**TEXT**.
..........
Offerings: Alibaba Cloud offers Xen and KVM-virtualized multitenant compute (Elastic Compute Service [ECS]) with compute-independent block storage (cloud disks), object storage (Object Storage Service [OSS]), a CDN service, a Docker-based container service (Alibaba Cloud Container Service) and a variety of PaaS-layer services, including a family of database services (ApsaraDB). More capabilities are offered in the China service than in the international service.
Locations: Alibaba Cloud operates multiple regions in China and additionally has a presence in the U.S., Germany, Australia, Hong Kong, Japan, Singapore and the United Arab Emirates. It has local sales in the U.S. and China. The China service portal, documentation and support are in Mandarin. The international portal, documentation and support are only in English.
Provider maturity: Tier 2B. Alibaba Cloud is a market leader in China, but is a relatively recent entrant to the global market.
..........
**YOUR TASKS**.
a) Answer these questions using the Alibaba Cloud text, one line each.
(i) What is the name of Alibaba Cloud's object storage service?
(ii) In what language are the international portal, documentation and support offered?
(iii) What provider maturity tier is given for Alibaba Cloud?
b) Turn the paragraph of the Alibaba Cloud text that begins "Locations: Alibaba Cloud operates" into a short bulleted list that keeps its main facts.
..........
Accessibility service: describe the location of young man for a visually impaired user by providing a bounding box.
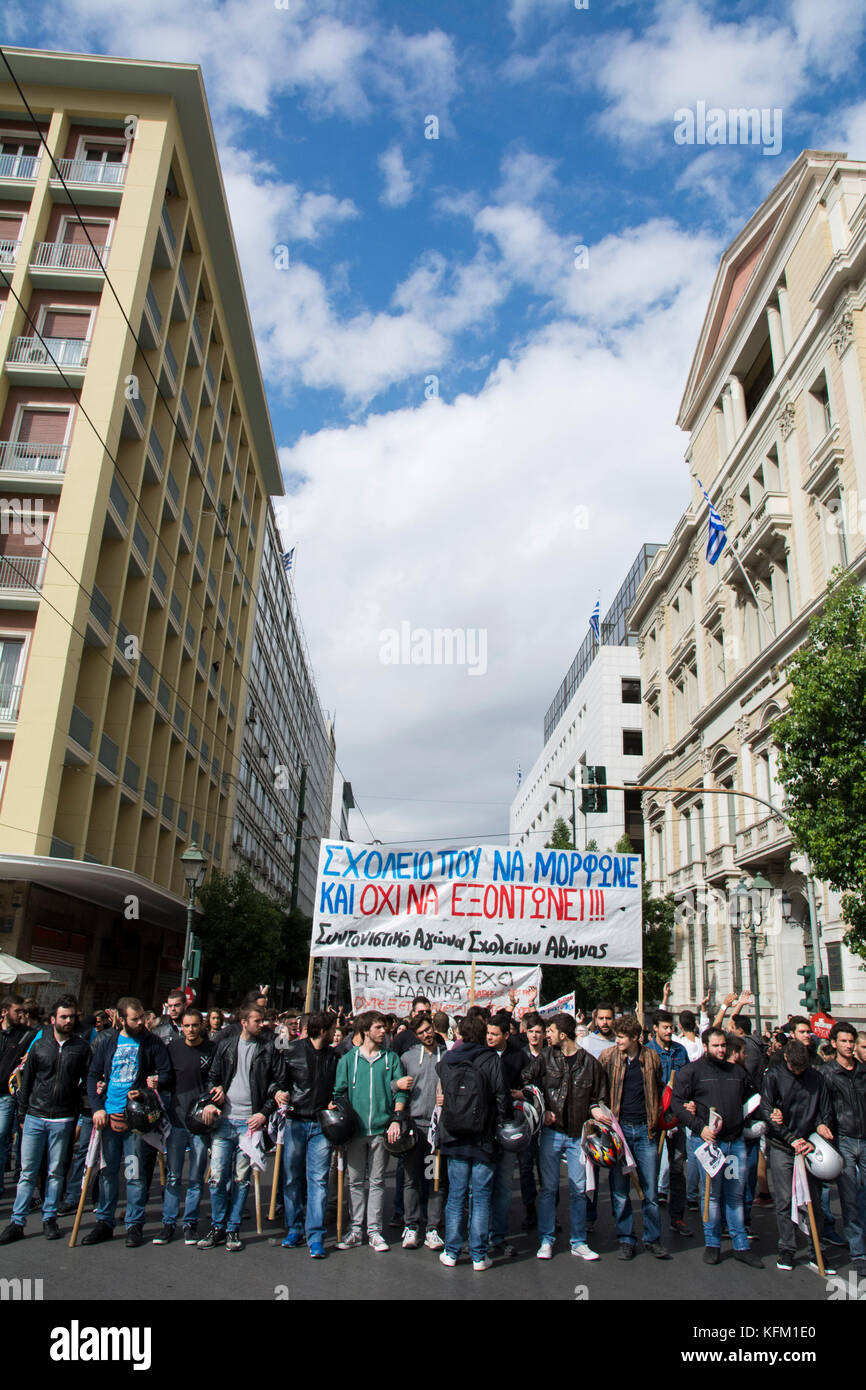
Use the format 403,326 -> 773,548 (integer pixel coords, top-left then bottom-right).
599,1013 -> 670,1259
153,990 -> 186,1047
523,1013 -> 609,1259
82,998 -> 174,1250
393,1015 -> 448,1250
274,1013 -> 338,1259
671,1027 -> 756,1269
334,1012 -> 406,1255
197,1004 -> 277,1254
0,994 -> 90,1245
153,995 -> 214,1245
580,1004 -> 616,1058
760,1038 -> 835,1275
646,1009 -> 692,1236
436,1013 -> 507,1273
822,1023 -> 866,1279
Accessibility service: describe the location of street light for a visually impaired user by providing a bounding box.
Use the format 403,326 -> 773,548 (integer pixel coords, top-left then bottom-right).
548,783 -> 577,849
181,840 -> 207,990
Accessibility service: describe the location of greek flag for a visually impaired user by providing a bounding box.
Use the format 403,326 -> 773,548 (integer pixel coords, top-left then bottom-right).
698,478 -> 727,564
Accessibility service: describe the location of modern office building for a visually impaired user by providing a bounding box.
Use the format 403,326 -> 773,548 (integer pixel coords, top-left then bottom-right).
0,49 -> 325,1006
628,150 -> 866,1020
509,545 -> 659,852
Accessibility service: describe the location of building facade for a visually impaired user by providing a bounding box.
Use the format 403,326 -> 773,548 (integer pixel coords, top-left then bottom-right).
0,50 -> 291,1006
509,545 -> 657,852
630,152 -> 866,1020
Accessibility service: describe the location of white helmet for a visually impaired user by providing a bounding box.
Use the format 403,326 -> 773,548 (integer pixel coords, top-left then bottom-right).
806,1134 -> 842,1183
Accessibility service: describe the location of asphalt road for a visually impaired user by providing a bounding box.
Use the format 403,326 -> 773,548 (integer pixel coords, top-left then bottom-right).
0,1156 -> 851,1316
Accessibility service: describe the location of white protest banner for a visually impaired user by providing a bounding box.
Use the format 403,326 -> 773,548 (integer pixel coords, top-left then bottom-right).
535,990 -> 577,1019
310,840 -> 642,969
349,960 -> 541,1017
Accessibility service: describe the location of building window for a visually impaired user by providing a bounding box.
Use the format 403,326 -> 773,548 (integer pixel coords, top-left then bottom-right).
623,728 -> 644,758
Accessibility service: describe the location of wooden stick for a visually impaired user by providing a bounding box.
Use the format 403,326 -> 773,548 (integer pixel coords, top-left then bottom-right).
268,1140 -> 282,1220
70,1163 -> 96,1250
806,1200 -> 824,1279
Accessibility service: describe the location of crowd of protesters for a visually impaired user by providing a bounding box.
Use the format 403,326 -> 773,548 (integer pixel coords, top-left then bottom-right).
..........
**REPLIES**.
a)
(i) Object Storage Service (OSS)
(ii) English only
(iii) Tier 2B

b)
- Regions: multiple in China, plus a presence in the U.S., Germany, Australia, Hong Kong, Japan, Singapore and the United Arab Emirates
- Local sales: U.S. and China
- China service: portal, documentation and support in Mandarin
- International service: portal, documentation and support only in English